(EXERCISE INSTRUCTIONS) Restate word for word the line containing "Each instance of the woman's white" and each line that follows it, through the last line below, and nothing else.

(INPUT)
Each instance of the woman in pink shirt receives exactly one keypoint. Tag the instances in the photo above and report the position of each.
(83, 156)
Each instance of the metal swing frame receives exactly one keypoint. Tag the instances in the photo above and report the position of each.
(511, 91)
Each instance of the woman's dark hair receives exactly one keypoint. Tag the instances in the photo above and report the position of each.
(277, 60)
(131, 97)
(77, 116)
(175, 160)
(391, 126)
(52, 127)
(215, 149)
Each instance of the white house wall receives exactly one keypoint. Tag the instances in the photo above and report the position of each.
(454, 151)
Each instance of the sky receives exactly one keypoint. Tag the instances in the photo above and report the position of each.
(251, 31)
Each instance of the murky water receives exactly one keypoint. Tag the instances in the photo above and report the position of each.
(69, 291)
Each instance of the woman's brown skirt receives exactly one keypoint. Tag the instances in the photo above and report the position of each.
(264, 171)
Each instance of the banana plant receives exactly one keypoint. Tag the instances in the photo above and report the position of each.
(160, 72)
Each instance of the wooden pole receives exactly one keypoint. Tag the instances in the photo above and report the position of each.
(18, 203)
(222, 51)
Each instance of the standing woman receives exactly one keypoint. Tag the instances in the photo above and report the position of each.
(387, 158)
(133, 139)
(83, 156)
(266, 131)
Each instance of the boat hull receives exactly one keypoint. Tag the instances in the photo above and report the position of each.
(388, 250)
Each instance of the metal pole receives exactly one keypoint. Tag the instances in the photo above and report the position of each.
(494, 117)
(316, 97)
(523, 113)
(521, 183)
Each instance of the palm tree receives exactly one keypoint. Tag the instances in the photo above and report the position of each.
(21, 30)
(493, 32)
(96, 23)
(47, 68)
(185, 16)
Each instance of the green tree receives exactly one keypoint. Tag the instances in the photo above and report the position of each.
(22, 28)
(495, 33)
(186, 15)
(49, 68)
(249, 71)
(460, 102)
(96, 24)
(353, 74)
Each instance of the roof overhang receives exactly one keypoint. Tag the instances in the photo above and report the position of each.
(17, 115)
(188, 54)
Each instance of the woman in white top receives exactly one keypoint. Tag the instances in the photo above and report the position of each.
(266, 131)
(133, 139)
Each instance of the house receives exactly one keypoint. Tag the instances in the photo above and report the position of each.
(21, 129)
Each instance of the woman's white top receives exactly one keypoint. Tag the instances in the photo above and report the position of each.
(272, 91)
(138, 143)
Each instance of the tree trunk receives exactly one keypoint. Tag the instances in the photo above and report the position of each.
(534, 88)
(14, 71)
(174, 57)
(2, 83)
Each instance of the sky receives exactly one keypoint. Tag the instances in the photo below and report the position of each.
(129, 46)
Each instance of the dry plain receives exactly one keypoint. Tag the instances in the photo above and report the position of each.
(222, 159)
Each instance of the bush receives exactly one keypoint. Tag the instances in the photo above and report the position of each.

(ANSWER BOX)
Each instance of the woman's white top receives exactly one keypoint. Tag the instances in the photo above and report the position of each.
(272, 91)
(138, 143)
Each instance of the tree trunk receives exactly one keypoint. Tag the instances in the photo above and report the position of each.
(534, 88)
(14, 71)
(174, 57)
(2, 83)
Each instance of the sky receives exactly one keypoint. Tag the instances in the photo below and report the position of each.
(129, 46)
Each instance of the dry plain receives exactly one keypoint. Tag the instances in the photo above and report the position of each.
(222, 159)
Each instance of the bush receives exactly one keypoint. Tag the instances in the photo above and report the position of each.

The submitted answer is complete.